▶ _Direction_: Please report every line in the listing below that contains the word "foliage", copying each line in full.
* Begin Records supplied *
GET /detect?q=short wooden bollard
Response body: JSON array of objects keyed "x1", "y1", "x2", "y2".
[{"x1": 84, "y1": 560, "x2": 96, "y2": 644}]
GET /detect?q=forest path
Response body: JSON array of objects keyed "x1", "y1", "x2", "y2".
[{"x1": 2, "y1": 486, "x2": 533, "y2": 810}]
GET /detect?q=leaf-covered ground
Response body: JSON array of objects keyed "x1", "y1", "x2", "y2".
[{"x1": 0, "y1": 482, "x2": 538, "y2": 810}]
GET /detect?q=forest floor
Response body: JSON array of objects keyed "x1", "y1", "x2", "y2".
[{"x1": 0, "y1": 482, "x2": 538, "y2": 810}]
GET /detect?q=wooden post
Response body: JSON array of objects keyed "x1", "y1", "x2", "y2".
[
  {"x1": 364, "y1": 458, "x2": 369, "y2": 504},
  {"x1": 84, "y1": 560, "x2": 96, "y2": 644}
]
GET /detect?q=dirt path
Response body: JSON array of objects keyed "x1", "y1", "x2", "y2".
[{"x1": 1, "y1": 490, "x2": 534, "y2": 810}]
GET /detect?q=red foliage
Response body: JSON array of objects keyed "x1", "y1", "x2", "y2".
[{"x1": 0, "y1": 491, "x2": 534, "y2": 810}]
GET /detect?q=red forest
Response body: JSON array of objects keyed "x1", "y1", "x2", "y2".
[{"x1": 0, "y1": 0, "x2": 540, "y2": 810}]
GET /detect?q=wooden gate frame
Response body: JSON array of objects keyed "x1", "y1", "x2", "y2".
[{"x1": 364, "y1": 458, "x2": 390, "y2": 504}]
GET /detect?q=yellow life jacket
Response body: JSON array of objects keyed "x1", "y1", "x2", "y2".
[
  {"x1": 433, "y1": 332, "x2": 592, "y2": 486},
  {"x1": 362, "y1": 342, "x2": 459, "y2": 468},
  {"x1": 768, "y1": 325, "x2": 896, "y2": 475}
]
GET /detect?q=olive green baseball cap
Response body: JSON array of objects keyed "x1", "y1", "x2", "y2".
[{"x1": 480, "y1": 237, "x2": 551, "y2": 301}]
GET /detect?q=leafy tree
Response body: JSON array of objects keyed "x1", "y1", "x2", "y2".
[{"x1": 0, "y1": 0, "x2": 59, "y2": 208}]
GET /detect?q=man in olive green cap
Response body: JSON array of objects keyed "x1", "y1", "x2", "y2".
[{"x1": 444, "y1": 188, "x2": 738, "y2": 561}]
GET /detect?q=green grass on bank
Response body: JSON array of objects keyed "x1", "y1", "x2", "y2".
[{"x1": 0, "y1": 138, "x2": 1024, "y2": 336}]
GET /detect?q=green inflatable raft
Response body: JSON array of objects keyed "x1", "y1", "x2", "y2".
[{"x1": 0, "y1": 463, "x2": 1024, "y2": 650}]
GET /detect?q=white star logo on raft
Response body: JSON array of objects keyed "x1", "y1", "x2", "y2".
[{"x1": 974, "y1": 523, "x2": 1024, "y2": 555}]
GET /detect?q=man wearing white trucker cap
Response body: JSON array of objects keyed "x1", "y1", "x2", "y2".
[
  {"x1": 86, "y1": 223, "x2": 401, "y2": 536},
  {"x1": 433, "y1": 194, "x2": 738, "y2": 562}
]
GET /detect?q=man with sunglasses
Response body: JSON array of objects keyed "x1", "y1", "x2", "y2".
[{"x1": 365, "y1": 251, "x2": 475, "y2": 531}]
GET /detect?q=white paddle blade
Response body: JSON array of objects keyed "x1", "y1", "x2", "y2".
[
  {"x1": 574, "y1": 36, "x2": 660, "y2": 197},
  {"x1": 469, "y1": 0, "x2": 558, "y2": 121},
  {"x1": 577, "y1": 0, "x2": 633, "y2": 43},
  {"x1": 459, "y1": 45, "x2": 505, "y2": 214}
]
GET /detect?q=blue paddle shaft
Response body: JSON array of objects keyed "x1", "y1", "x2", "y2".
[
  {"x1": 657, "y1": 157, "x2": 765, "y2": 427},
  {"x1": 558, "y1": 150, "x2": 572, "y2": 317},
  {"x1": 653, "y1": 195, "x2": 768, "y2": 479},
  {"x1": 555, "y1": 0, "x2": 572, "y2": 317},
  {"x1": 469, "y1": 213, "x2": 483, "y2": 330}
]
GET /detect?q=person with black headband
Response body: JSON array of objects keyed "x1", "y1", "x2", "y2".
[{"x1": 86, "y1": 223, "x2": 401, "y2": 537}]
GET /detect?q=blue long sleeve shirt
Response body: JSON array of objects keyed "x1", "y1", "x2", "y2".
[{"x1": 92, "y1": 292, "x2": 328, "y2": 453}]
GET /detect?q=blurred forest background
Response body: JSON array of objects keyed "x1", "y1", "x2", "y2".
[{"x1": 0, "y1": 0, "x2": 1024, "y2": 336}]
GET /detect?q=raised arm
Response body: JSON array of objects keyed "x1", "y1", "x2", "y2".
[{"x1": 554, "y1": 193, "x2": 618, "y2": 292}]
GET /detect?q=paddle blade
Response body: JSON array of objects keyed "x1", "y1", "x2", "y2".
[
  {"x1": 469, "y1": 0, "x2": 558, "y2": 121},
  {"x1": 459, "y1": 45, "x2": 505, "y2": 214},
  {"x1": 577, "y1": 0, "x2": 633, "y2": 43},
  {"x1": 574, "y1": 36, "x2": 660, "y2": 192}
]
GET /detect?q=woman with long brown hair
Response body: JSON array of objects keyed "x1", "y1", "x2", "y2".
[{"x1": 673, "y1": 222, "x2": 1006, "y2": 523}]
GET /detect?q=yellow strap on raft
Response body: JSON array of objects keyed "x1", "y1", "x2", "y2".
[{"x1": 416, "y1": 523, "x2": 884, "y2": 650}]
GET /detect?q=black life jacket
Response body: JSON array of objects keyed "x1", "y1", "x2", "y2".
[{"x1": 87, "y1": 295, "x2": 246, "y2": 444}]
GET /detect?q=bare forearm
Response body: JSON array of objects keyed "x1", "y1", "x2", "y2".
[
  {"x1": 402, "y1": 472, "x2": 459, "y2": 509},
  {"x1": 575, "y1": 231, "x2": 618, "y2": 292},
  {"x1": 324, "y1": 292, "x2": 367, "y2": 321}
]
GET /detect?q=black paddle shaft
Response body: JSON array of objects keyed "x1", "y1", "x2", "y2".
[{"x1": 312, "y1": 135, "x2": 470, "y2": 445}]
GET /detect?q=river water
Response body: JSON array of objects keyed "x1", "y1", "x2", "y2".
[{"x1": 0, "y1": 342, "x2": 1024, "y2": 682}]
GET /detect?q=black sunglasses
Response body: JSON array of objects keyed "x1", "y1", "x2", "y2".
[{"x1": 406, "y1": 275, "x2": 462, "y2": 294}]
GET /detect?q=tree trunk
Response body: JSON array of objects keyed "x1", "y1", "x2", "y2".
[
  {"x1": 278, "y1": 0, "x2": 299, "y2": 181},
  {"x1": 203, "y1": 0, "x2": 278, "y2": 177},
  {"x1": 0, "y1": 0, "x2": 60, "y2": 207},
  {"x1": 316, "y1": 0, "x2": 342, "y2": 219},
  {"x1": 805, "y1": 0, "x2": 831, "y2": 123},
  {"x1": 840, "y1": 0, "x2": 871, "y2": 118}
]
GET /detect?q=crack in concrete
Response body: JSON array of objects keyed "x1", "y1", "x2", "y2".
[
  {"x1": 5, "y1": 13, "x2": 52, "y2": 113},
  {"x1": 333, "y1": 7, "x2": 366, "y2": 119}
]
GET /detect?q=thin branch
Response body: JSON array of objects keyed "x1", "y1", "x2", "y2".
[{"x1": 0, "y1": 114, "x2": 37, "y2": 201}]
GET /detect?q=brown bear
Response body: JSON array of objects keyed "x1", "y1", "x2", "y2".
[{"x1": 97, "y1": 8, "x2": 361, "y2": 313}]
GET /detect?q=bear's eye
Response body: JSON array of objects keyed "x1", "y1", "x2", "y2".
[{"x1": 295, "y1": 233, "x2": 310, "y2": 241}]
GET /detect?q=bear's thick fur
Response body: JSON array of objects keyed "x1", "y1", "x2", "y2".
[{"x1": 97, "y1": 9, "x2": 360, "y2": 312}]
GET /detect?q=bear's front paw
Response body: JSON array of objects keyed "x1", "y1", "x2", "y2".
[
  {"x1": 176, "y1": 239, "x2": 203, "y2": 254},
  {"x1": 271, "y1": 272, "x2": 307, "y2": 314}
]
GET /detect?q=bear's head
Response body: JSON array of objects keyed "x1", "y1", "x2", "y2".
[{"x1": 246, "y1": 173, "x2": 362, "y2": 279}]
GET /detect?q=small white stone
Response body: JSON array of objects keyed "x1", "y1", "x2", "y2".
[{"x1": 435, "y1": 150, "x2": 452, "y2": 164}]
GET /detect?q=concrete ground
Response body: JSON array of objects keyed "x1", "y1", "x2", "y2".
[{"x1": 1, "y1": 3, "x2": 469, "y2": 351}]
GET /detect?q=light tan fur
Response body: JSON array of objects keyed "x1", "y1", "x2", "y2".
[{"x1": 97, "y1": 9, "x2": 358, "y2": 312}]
* End Records supplied *
* Begin Records supplied *
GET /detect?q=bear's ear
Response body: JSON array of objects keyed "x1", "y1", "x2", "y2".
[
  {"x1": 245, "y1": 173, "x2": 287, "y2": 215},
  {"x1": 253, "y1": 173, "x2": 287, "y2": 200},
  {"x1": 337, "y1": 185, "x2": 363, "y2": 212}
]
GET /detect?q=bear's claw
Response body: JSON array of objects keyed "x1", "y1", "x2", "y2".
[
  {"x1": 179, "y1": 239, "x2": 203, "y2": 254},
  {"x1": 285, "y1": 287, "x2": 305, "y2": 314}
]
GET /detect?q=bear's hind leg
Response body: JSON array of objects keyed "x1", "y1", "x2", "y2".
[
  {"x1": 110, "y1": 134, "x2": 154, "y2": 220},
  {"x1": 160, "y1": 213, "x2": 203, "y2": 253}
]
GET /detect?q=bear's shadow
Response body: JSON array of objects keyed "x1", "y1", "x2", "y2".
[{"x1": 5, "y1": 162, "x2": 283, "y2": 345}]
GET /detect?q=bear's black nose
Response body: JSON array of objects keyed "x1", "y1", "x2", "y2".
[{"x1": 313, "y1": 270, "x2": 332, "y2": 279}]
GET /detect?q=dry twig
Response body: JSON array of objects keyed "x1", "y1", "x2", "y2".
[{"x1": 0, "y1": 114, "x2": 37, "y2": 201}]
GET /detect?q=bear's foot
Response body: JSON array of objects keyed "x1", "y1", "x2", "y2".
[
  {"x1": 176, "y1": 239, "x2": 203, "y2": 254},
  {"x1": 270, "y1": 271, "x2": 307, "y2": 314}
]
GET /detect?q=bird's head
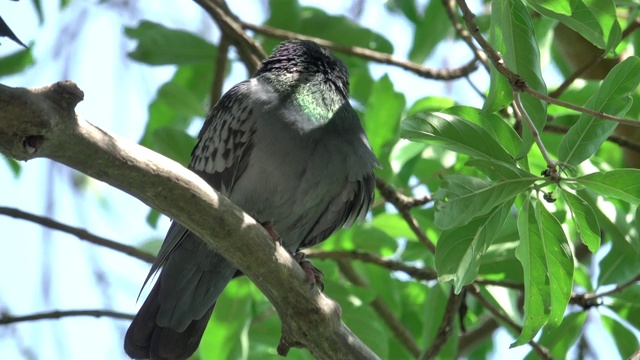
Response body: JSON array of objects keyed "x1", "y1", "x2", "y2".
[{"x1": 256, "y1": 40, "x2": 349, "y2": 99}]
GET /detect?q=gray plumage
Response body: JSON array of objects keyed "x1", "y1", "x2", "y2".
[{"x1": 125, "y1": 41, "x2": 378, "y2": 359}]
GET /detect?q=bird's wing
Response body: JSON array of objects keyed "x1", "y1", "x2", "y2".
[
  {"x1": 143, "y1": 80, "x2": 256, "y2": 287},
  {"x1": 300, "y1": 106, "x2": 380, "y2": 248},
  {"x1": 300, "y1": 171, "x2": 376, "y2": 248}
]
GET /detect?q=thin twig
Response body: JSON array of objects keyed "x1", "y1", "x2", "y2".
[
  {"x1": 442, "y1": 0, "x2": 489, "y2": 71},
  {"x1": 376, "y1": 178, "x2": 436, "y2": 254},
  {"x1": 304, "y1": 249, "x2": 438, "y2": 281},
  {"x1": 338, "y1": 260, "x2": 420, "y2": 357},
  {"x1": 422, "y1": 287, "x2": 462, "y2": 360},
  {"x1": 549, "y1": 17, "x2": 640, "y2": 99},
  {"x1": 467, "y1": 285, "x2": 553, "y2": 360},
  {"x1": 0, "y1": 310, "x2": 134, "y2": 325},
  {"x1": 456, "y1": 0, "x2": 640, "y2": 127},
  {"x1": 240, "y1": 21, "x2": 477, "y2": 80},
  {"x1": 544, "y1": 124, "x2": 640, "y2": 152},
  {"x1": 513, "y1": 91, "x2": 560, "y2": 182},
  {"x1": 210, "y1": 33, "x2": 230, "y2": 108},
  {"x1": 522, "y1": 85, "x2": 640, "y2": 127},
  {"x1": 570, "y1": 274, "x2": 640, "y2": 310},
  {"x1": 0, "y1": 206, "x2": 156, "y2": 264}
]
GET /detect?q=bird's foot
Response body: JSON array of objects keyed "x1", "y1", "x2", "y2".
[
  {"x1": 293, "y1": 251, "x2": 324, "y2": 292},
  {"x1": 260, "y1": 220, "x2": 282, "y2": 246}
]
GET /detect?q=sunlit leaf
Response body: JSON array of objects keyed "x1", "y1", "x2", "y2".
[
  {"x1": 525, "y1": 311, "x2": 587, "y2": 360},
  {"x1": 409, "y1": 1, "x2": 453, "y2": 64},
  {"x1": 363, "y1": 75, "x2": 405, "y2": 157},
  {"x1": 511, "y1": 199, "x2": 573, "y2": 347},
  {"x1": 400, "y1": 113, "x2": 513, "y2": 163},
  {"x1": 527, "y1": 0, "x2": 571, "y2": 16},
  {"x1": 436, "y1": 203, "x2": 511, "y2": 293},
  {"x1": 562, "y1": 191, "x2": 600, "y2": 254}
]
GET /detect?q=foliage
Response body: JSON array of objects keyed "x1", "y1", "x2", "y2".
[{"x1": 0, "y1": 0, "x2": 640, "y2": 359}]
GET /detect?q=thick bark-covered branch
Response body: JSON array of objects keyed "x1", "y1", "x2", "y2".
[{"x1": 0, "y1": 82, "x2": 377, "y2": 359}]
* End Records supplied *
* Begin Records supplied *
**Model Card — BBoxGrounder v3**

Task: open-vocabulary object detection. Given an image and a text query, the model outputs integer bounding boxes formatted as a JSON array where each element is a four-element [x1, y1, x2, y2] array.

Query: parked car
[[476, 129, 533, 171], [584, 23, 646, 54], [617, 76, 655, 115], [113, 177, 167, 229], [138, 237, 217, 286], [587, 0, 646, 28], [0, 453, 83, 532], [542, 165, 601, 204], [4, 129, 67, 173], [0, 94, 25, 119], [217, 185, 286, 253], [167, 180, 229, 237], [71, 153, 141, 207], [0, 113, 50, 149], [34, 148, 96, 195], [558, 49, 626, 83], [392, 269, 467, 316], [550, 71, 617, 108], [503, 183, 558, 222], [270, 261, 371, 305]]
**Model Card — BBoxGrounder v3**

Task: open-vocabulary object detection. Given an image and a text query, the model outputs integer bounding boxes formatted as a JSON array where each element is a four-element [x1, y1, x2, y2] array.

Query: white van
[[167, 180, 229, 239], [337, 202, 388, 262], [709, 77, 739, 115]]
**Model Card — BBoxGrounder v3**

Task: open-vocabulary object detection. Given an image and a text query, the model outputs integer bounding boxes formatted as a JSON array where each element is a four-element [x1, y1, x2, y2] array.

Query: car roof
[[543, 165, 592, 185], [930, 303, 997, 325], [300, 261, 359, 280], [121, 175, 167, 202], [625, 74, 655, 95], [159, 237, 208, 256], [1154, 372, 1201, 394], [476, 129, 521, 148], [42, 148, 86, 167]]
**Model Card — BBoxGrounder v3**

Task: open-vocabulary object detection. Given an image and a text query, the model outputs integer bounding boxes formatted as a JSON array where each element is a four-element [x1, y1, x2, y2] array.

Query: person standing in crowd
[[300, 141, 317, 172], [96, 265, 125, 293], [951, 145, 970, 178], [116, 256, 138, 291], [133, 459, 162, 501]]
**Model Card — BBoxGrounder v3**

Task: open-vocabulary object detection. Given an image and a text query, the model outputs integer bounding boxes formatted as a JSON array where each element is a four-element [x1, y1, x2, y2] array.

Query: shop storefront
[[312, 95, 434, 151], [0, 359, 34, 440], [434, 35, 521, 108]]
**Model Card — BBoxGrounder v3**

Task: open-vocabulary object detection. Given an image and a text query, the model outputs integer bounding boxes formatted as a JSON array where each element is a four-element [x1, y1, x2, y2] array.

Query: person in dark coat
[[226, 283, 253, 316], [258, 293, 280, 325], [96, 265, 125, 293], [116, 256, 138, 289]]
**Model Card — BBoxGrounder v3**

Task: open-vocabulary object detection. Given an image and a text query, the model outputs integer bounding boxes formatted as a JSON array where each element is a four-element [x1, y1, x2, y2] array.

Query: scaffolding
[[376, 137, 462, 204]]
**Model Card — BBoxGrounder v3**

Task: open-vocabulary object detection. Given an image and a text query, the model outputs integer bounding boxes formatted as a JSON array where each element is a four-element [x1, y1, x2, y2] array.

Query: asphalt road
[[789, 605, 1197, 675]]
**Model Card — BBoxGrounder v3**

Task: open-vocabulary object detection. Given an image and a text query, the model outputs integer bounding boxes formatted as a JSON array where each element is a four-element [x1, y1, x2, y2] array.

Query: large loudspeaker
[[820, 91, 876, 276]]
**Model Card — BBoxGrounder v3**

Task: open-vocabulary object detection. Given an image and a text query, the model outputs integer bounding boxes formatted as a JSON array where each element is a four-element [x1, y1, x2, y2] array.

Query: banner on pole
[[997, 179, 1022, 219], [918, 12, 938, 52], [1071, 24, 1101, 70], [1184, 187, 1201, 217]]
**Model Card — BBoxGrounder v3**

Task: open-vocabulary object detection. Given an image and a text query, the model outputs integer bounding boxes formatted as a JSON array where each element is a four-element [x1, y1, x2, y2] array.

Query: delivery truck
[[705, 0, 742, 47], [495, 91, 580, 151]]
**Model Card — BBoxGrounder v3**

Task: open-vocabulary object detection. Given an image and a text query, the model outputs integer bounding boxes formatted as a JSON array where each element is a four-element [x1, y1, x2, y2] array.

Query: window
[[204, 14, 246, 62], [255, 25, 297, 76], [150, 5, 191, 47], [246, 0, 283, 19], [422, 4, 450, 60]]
* End Records supplied *
▶ _Solved exercise_:
GET /detect?q=red foliage
GET /detect?q=foliage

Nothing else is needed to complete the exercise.